Image boundary annotation data:
☆ ☆ ☆
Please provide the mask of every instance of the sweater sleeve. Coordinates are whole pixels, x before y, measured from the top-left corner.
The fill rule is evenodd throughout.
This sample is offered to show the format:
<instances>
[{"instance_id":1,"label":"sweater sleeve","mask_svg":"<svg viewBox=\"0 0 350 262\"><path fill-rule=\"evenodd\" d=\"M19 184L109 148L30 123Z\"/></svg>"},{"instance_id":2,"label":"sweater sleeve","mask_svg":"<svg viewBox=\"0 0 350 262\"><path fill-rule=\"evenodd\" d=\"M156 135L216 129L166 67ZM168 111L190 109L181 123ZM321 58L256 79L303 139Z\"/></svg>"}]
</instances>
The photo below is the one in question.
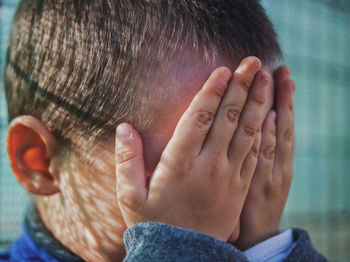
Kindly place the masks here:
<instances>
[{"instance_id":1,"label":"sweater sleeve","mask_svg":"<svg viewBox=\"0 0 350 262\"><path fill-rule=\"evenodd\" d=\"M212 236L167 224L146 222L124 233L124 262L242 261L244 254Z\"/></svg>"},{"instance_id":2,"label":"sweater sleeve","mask_svg":"<svg viewBox=\"0 0 350 262\"><path fill-rule=\"evenodd\" d=\"M285 262L327 262L312 245L308 233L302 229L293 229L294 248L289 253Z\"/></svg>"}]
</instances>

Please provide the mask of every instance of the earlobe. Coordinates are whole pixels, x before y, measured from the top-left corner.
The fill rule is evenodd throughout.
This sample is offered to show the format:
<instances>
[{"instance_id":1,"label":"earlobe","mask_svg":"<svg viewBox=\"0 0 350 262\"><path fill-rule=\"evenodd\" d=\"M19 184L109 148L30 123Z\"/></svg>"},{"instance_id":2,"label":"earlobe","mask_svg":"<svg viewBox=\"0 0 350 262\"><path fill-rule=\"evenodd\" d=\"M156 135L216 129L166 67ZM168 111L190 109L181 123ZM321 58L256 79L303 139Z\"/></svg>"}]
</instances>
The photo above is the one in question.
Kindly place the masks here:
<instances>
[{"instance_id":1,"label":"earlobe","mask_svg":"<svg viewBox=\"0 0 350 262\"><path fill-rule=\"evenodd\" d=\"M50 172L58 144L53 133L32 116L19 116L9 126L7 152L18 182L36 195L60 191L58 176Z\"/></svg>"}]
</instances>

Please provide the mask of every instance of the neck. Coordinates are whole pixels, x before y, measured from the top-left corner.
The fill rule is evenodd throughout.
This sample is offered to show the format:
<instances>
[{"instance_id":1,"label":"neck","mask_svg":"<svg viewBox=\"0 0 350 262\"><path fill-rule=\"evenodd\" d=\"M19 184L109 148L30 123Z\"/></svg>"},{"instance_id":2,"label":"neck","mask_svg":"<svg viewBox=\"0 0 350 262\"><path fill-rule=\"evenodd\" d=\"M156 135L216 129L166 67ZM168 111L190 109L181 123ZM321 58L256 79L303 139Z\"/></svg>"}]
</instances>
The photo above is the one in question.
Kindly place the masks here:
<instances>
[{"instance_id":1,"label":"neck","mask_svg":"<svg viewBox=\"0 0 350 262\"><path fill-rule=\"evenodd\" d=\"M68 177L74 179L75 176ZM65 194L37 197L36 205L44 225L58 241L85 261L122 261L126 227L115 202L110 204L113 201L103 196L91 197L91 190L78 191L76 186L65 188Z\"/></svg>"}]
</instances>

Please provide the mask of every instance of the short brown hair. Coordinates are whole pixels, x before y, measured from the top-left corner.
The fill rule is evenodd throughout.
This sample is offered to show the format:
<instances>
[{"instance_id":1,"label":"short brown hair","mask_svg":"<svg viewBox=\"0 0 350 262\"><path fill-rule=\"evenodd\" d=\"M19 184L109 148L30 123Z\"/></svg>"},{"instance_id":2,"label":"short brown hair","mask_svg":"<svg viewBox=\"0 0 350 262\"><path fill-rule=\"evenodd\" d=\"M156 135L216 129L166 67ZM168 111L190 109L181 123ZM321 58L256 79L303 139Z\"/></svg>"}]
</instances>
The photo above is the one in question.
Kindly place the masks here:
<instances>
[{"instance_id":1,"label":"short brown hair","mask_svg":"<svg viewBox=\"0 0 350 262\"><path fill-rule=\"evenodd\" d=\"M143 83L184 46L206 61L281 56L258 0L22 0L4 75L9 118L35 116L68 145L146 124L156 99Z\"/></svg>"}]
</instances>

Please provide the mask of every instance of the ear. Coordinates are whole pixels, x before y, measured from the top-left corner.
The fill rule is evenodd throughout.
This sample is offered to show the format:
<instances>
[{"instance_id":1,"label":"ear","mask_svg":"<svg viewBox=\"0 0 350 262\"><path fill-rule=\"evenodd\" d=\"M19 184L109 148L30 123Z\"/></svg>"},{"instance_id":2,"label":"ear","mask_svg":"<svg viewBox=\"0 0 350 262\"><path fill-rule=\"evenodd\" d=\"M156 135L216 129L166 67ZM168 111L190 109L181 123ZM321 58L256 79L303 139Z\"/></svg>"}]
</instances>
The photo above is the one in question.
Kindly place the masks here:
<instances>
[{"instance_id":1,"label":"ear","mask_svg":"<svg viewBox=\"0 0 350 262\"><path fill-rule=\"evenodd\" d=\"M9 126L7 152L18 182L36 195L60 191L57 174L50 172L50 162L58 143L53 133L32 116L19 116Z\"/></svg>"}]
</instances>

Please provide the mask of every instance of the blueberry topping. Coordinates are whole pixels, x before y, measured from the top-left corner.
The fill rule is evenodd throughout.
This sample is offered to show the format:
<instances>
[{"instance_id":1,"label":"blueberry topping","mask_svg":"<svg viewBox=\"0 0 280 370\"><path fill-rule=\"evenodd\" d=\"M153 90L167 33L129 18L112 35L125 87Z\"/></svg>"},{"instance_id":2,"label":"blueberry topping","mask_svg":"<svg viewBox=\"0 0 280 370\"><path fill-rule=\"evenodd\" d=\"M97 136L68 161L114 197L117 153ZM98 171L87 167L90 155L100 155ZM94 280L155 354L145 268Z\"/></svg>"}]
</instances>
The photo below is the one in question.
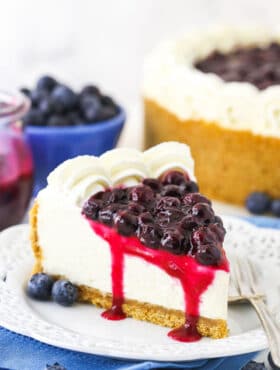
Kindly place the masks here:
<instances>
[{"instance_id":1,"label":"blueberry topping","mask_svg":"<svg viewBox=\"0 0 280 370\"><path fill-rule=\"evenodd\" d=\"M206 197L185 192L190 183L196 187L187 175L168 171L137 186L100 191L85 202L82 213L121 235L137 236L150 248L191 255L201 264L217 266L223 258L225 229Z\"/></svg>"},{"instance_id":2,"label":"blueberry topping","mask_svg":"<svg viewBox=\"0 0 280 370\"><path fill-rule=\"evenodd\" d=\"M37 82L37 90L47 90L52 91L53 88L56 86L56 80L51 76L43 76L39 78Z\"/></svg>"},{"instance_id":3,"label":"blueberry topping","mask_svg":"<svg viewBox=\"0 0 280 370\"><path fill-rule=\"evenodd\" d=\"M199 223L209 224L215 219L214 211L207 203L196 203L192 207L192 215L196 217Z\"/></svg>"},{"instance_id":4,"label":"blueberry topping","mask_svg":"<svg viewBox=\"0 0 280 370\"><path fill-rule=\"evenodd\" d=\"M47 365L45 370L67 370L64 366L60 365L58 362L55 362L53 365Z\"/></svg>"},{"instance_id":5,"label":"blueberry topping","mask_svg":"<svg viewBox=\"0 0 280 370\"><path fill-rule=\"evenodd\" d=\"M161 183L159 180L156 179L144 179L142 184L149 186L154 192L160 192Z\"/></svg>"},{"instance_id":6,"label":"blueberry topping","mask_svg":"<svg viewBox=\"0 0 280 370\"><path fill-rule=\"evenodd\" d=\"M78 298L78 289L68 280L57 280L52 287L52 298L62 306L72 306Z\"/></svg>"},{"instance_id":7,"label":"blueberry topping","mask_svg":"<svg viewBox=\"0 0 280 370\"><path fill-rule=\"evenodd\" d=\"M182 189L178 185L165 185L161 190L161 194L169 197L181 197Z\"/></svg>"},{"instance_id":8,"label":"blueberry topping","mask_svg":"<svg viewBox=\"0 0 280 370\"><path fill-rule=\"evenodd\" d=\"M141 223L139 224L137 235L141 243L153 249L160 248L163 233L159 225Z\"/></svg>"},{"instance_id":9,"label":"blueberry topping","mask_svg":"<svg viewBox=\"0 0 280 370\"><path fill-rule=\"evenodd\" d=\"M138 226L137 216L128 211L119 211L115 217L115 226L121 235L133 235Z\"/></svg>"},{"instance_id":10,"label":"blueberry topping","mask_svg":"<svg viewBox=\"0 0 280 370\"><path fill-rule=\"evenodd\" d=\"M183 189L186 193L197 193L199 191L198 185L194 181L187 182Z\"/></svg>"},{"instance_id":11,"label":"blueberry topping","mask_svg":"<svg viewBox=\"0 0 280 370\"><path fill-rule=\"evenodd\" d=\"M179 207L181 204L180 199L176 197L162 197L157 202L157 209Z\"/></svg>"},{"instance_id":12,"label":"blueberry topping","mask_svg":"<svg viewBox=\"0 0 280 370\"><path fill-rule=\"evenodd\" d=\"M211 205L210 200L200 193L188 193L183 197L183 204L186 206L193 206L196 203L208 203Z\"/></svg>"},{"instance_id":13,"label":"blueberry topping","mask_svg":"<svg viewBox=\"0 0 280 370\"><path fill-rule=\"evenodd\" d=\"M91 220L97 220L98 212L101 209L101 207L102 201L92 197L89 200L87 200L86 203L84 204L82 213Z\"/></svg>"},{"instance_id":14,"label":"blueberry topping","mask_svg":"<svg viewBox=\"0 0 280 370\"><path fill-rule=\"evenodd\" d=\"M149 203L154 200L154 193L149 186L138 185L131 189L130 199L137 203Z\"/></svg>"},{"instance_id":15,"label":"blueberry topping","mask_svg":"<svg viewBox=\"0 0 280 370\"><path fill-rule=\"evenodd\" d=\"M262 214L269 210L271 199L263 192L251 193L246 199L247 209L254 214Z\"/></svg>"},{"instance_id":16,"label":"blueberry topping","mask_svg":"<svg viewBox=\"0 0 280 370\"><path fill-rule=\"evenodd\" d=\"M221 251L213 244L202 244L197 249L195 259L202 265L218 265L221 259Z\"/></svg>"},{"instance_id":17,"label":"blueberry topping","mask_svg":"<svg viewBox=\"0 0 280 370\"><path fill-rule=\"evenodd\" d=\"M271 212L274 216L280 217L280 199L274 199L271 202Z\"/></svg>"},{"instance_id":18,"label":"blueberry topping","mask_svg":"<svg viewBox=\"0 0 280 370\"><path fill-rule=\"evenodd\" d=\"M117 211L119 210L119 207L116 204L111 204L109 206L106 206L102 208L99 211L99 221L104 223L105 225L112 226L114 223L114 217Z\"/></svg>"},{"instance_id":19,"label":"blueberry topping","mask_svg":"<svg viewBox=\"0 0 280 370\"><path fill-rule=\"evenodd\" d=\"M46 301L51 297L54 280L45 273L32 275L27 285L27 294L31 298Z\"/></svg>"},{"instance_id":20,"label":"blueberry topping","mask_svg":"<svg viewBox=\"0 0 280 370\"><path fill-rule=\"evenodd\" d=\"M163 233L161 242L163 249L171 251L174 254L181 254L184 244L184 234L178 229L167 229Z\"/></svg>"},{"instance_id":21,"label":"blueberry topping","mask_svg":"<svg viewBox=\"0 0 280 370\"><path fill-rule=\"evenodd\" d=\"M161 177L163 185L183 185L187 181L189 181L189 176L179 171L168 171Z\"/></svg>"}]
</instances>

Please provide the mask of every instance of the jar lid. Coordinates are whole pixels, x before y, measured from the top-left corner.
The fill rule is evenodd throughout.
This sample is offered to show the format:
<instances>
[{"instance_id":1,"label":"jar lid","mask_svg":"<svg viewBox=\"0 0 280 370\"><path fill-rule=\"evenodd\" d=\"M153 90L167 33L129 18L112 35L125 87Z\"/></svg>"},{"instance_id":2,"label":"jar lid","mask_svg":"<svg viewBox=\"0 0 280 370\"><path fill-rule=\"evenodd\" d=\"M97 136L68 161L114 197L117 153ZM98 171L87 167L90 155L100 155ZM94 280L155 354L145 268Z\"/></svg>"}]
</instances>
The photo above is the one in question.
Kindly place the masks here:
<instances>
[{"instance_id":1,"label":"jar lid","mask_svg":"<svg viewBox=\"0 0 280 370\"><path fill-rule=\"evenodd\" d=\"M29 108L30 101L22 93L0 91L0 125L17 121Z\"/></svg>"}]
</instances>

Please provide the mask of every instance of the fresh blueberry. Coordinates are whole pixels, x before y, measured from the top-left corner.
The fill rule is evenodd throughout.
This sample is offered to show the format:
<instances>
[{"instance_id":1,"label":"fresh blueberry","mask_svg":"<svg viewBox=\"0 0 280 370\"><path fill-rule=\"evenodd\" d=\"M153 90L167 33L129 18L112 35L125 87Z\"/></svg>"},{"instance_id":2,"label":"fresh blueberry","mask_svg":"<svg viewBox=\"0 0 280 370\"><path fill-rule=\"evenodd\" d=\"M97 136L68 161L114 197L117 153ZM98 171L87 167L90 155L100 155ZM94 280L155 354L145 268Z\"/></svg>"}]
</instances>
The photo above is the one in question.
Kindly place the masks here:
<instances>
[{"instance_id":1,"label":"fresh blueberry","mask_svg":"<svg viewBox=\"0 0 280 370\"><path fill-rule=\"evenodd\" d=\"M46 124L44 115L35 108L30 109L22 121L24 126L44 126Z\"/></svg>"},{"instance_id":2,"label":"fresh blueberry","mask_svg":"<svg viewBox=\"0 0 280 370\"><path fill-rule=\"evenodd\" d=\"M270 208L271 199L263 192L251 193L246 199L247 209L254 214L263 214Z\"/></svg>"},{"instance_id":3,"label":"fresh blueberry","mask_svg":"<svg viewBox=\"0 0 280 370\"><path fill-rule=\"evenodd\" d=\"M78 298L78 289L67 280L57 280L52 287L52 298L62 306L72 306Z\"/></svg>"},{"instance_id":4,"label":"fresh blueberry","mask_svg":"<svg viewBox=\"0 0 280 370\"><path fill-rule=\"evenodd\" d=\"M96 122L101 109L99 98L94 95L85 96L85 98L80 102L80 109L86 122Z\"/></svg>"},{"instance_id":5,"label":"fresh blueberry","mask_svg":"<svg viewBox=\"0 0 280 370\"><path fill-rule=\"evenodd\" d=\"M241 370L266 370L266 367L263 363L250 361Z\"/></svg>"},{"instance_id":6,"label":"fresh blueberry","mask_svg":"<svg viewBox=\"0 0 280 370\"><path fill-rule=\"evenodd\" d=\"M42 76L39 78L36 88L37 90L47 90L52 91L53 88L56 86L56 80L51 76Z\"/></svg>"},{"instance_id":7,"label":"fresh blueberry","mask_svg":"<svg viewBox=\"0 0 280 370\"><path fill-rule=\"evenodd\" d=\"M110 106L110 107L116 107L116 103L114 102L114 100L108 96L108 95L103 95L101 96L101 104L103 106Z\"/></svg>"},{"instance_id":8,"label":"fresh blueberry","mask_svg":"<svg viewBox=\"0 0 280 370\"><path fill-rule=\"evenodd\" d=\"M51 93L53 109L57 113L64 113L75 108L77 95L65 85L57 85Z\"/></svg>"},{"instance_id":9,"label":"fresh blueberry","mask_svg":"<svg viewBox=\"0 0 280 370\"><path fill-rule=\"evenodd\" d=\"M80 92L80 97L84 97L86 95L99 96L100 95L100 91L99 91L99 89L98 89L97 86L87 85L87 86L85 86L85 87L82 88L82 90Z\"/></svg>"},{"instance_id":10,"label":"fresh blueberry","mask_svg":"<svg viewBox=\"0 0 280 370\"><path fill-rule=\"evenodd\" d=\"M55 114L49 117L49 119L47 120L47 125L50 127L69 126L69 120L67 116L63 116L62 114Z\"/></svg>"},{"instance_id":11,"label":"fresh blueberry","mask_svg":"<svg viewBox=\"0 0 280 370\"><path fill-rule=\"evenodd\" d=\"M46 301L51 297L54 280L45 273L32 275L27 285L27 294L31 298Z\"/></svg>"},{"instance_id":12,"label":"fresh blueberry","mask_svg":"<svg viewBox=\"0 0 280 370\"><path fill-rule=\"evenodd\" d=\"M39 103L39 110L45 115L49 116L53 113L53 105L51 99L46 97L42 99Z\"/></svg>"},{"instance_id":13,"label":"fresh blueberry","mask_svg":"<svg viewBox=\"0 0 280 370\"><path fill-rule=\"evenodd\" d=\"M66 367L60 365L58 362L55 362L53 365L47 365L45 370L67 370Z\"/></svg>"},{"instance_id":14,"label":"fresh blueberry","mask_svg":"<svg viewBox=\"0 0 280 370\"><path fill-rule=\"evenodd\" d=\"M49 96L49 93L48 91L46 90L32 90L31 93L30 93L30 99L31 99L31 103L32 103L32 107L33 108L37 108L40 104L40 102L47 98Z\"/></svg>"},{"instance_id":15,"label":"fresh blueberry","mask_svg":"<svg viewBox=\"0 0 280 370\"><path fill-rule=\"evenodd\" d=\"M31 91L27 87L22 87L20 92L22 92L25 96L30 97Z\"/></svg>"},{"instance_id":16,"label":"fresh blueberry","mask_svg":"<svg viewBox=\"0 0 280 370\"><path fill-rule=\"evenodd\" d=\"M270 208L274 216L280 217L280 199L274 199L271 202Z\"/></svg>"},{"instance_id":17,"label":"fresh blueberry","mask_svg":"<svg viewBox=\"0 0 280 370\"><path fill-rule=\"evenodd\" d=\"M75 111L69 112L66 114L66 118L69 122L69 126L77 126L83 123L83 119L79 112Z\"/></svg>"},{"instance_id":18,"label":"fresh blueberry","mask_svg":"<svg viewBox=\"0 0 280 370\"><path fill-rule=\"evenodd\" d=\"M98 121L106 121L107 119L111 119L115 117L117 114L117 110L113 106L101 106L98 112Z\"/></svg>"}]
</instances>

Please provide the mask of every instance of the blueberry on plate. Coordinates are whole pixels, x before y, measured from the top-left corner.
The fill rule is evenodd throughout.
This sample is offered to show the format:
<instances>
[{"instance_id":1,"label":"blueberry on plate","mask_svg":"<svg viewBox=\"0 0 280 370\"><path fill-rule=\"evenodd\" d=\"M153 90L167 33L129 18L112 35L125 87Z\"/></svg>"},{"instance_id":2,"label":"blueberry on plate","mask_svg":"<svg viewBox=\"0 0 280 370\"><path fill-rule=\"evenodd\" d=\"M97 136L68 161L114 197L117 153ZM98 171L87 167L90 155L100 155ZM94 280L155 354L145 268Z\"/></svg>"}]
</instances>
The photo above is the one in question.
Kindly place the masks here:
<instances>
[{"instance_id":1,"label":"blueberry on plate","mask_svg":"<svg viewBox=\"0 0 280 370\"><path fill-rule=\"evenodd\" d=\"M60 365L58 362L55 362L53 365L47 365L45 370L67 370L64 366Z\"/></svg>"},{"instance_id":2,"label":"blueberry on plate","mask_svg":"<svg viewBox=\"0 0 280 370\"><path fill-rule=\"evenodd\" d=\"M57 85L51 93L53 109L56 113L72 110L77 105L77 95L65 85Z\"/></svg>"},{"instance_id":3,"label":"blueberry on plate","mask_svg":"<svg viewBox=\"0 0 280 370\"><path fill-rule=\"evenodd\" d=\"M44 115L39 109L32 108L23 117L24 126L44 126L46 124Z\"/></svg>"},{"instance_id":4,"label":"blueberry on plate","mask_svg":"<svg viewBox=\"0 0 280 370\"><path fill-rule=\"evenodd\" d=\"M269 211L271 199L263 192L251 193L246 199L247 209L256 215L261 215Z\"/></svg>"},{"instance_id":5,"label":"blueberry on plate","mask_svg":"<svg viewBox=\"0 0 280 370\"><path fill-rule=\"evenodd\" d=\"M37 90L47 90L52 91L53 88L56 86L56 80L51 76L42 76L39 78L36 88Z\"/></svg>"},{"instance_id":6,"label":"blueberry on plate","mask_svg":"<svg viewBox=\"0 0 280 370\"><path fill-rule=\"evenodd\" d=\"M68 280L57 280L52 287L52 298L62 306L72 306L78 298L78 289Z\"/></svg>"},{"instance_id":7,"label":"blueberry on plate","mask_svg":"<svg viewBox=\"0 0 280 370\"><path fill-rule=\"evenodd\" d=\"M280 217L280 199L274 199L271 202L271 212L274 216Z\"/></svg>"},{"instance_id":8,"label":"blueberry on plate","mask_svg":"<svg viewBox=\"0 0 280 370\"><path fill-rule=\"evenodd\" d=\"M27 284L27 294L31 298L46 301L51 297L53 283L53 278L45 273L34 274Z\"/></svg>"}]
</instances>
☆ ☆ ☆
SET EXERCISE:
Please count the lines in the rows above that contain the string "sleeve". Reply with the number alone.

THE OUTPUT:
3